Exercise description —
Output each entry that follows exactly. Images stay out.
⟨
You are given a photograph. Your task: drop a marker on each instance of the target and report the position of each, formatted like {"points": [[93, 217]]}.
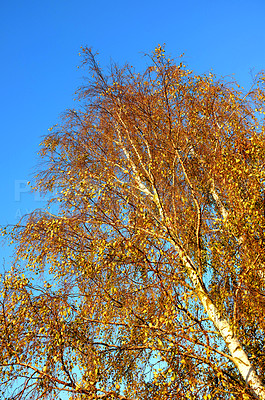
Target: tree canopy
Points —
{"points": [[144, 278]]}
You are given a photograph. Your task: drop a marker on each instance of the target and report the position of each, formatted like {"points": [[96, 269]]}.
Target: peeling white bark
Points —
{"points": [[238, 354]]}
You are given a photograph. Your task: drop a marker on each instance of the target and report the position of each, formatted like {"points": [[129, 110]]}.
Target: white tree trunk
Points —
{"points": [[238, 354]]}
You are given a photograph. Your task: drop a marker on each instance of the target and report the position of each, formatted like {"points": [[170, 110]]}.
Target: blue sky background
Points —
{"points": [[39, 46]]}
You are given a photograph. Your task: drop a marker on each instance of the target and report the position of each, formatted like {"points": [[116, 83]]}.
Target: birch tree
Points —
{"points": [[144, 276]]}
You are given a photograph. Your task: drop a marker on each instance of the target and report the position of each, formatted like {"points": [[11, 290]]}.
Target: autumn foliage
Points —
{"points": [[145, 276]]}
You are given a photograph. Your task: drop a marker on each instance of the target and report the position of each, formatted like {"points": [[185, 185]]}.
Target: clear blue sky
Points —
⟩
Written reply —
You are given a photograph. Your task: drop a marker on each instance of the target and report the position of each, formatted like {"points": [[93, 217]]}.
Target: tree canopy
Points —
{"points": [[144, 278]]}
You are given a photograph. Your task: drop a marker on each instance of the target and report the position of each, formatted like {"points": [[96, 269]]}.
Target: peeling white bark
Points —
{"points": [[238, 354]]}
You are given a photograph. Your task: drop a marker on each instance of the target and report the position of each, formatted like {"points": [[129, 110]]}.
Target: white tree trunk
Points —
{"points": [[238, 354]]}
You are given a photograph. Your task: drop a marker on each instance of the target and report the position of each, formatted like {"points": [[170, 110]]}.
Target: blue sky background
Points —
{"points": [[39, 46]]}
You are given a photograph. Your task: drop a marker on each instance of the target and report the position of each, formatted like {"points": [[116, 83]]}.
Target: birch tree
Points —
{"points": [[144, 276]]}
You are given a photograph. Your task: drop a marker on each instance of the target and report the position of each, formatted like {"points": [[11, 290]]}.
Target: autumn foliage
Points —
{"points": [[145, 276]]}
You are given a photograph. Your task: drop a marker on each instance of the target and report the position of each, formatted like {"points": [[185, 185]]}.
Target: clear blue sky
Points —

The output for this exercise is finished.